- [Assignment]: Nothing in the entries may be dropped: restate them word for word.

- [Data to use]:
------------------------------------------------------------
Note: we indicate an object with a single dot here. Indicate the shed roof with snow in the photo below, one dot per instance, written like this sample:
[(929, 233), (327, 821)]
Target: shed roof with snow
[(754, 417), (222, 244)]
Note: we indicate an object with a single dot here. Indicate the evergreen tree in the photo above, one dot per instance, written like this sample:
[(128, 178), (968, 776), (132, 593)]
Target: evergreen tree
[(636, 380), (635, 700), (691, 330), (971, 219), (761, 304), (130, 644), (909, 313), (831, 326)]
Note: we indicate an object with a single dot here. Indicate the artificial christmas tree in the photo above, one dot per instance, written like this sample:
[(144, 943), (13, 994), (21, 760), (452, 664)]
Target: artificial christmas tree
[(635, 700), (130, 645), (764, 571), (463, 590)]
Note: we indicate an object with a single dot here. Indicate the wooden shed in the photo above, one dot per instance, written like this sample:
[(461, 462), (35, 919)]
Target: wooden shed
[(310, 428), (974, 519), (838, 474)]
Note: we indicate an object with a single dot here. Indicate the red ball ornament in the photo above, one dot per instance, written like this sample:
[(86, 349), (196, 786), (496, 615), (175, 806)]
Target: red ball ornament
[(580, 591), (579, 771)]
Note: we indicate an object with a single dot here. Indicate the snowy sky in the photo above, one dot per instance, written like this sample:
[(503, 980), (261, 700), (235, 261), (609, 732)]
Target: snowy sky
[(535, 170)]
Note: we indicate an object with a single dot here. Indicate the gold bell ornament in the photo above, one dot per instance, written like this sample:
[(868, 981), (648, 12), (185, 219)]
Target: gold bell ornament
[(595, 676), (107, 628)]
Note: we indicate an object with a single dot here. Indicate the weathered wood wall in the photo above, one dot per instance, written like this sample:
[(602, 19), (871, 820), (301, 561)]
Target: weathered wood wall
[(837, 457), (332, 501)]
------------------------------------------------------------
- [Reply to the task]:
Note: we indicate an object with a single dot here. Indicate the shed roof with snow in the photo below, one dot per instance, written like this sample:
[(929, 233), (327, 821)]
Target: shed roof with snow
[(754, 417), (222, 244)]
Note: we indicate an object with a single dot here. Indicate the evergreen tree in the photo above, one dot per instance, written like this sample:
[(128, 178), (968, 776), (132, 593)]
Target: evergreen tree
[(636, 380), (635, 700), (691, 330), (971, 219), (761, 304), (130, 644), (909, 313), (831, 326)]
Note: we indicate an object with a single dot here. Indicate the artificial christmas tree in the photo above, one dot per instance, written like this sample:
[(144, 943), (13, 994), (21, 760), (452, 664)]
Target: artificial christmas tree
[(635, 700), (130, 645), (764, 571), (463, 590)]
Note: we indicate an object with a single dot here. Indicate the wooden shed in the photo above, one dot per instance, written like this sample:
[(461, 462), (35, 919)]
Target: wooden shed
[(310, 428), (974, 519), (838, 474)]
Note: we indicate an object with a single dot here. Indicate the red ball ornament in the photo above, one dot per instance, written like this sample:
[(86, 349), (196, 786), (496, 615), (175, 806)]
Target: red ball ornament
[(580, 591), (579, 771)]
Note: we indicate an object with a single dot here. Indicate the snowy sky in the photo above, one dot per instance, written like this sample:
[(503, 980), (261, 700), (235, 261), (609, 732)]
Target: snowy sky
[(535, 170)]
Note: we indicate an object with a single dot here. Indicate the gold bell ornament in the photo above, one dot per instance, written like this sample:
[(868, 981), (648, 12), (185, 219)]
Target: gold bell ornament
[(595, 676), (107, 628)]
Note: we indicate an object with a single dot here. Indicate the weathered wood wall in the photo above, one dot per instance, written like this sample:
[(602, 19), (871, 820), (301, 561)]
Target: weathered wood wall
[(837, 457), (332, 501)]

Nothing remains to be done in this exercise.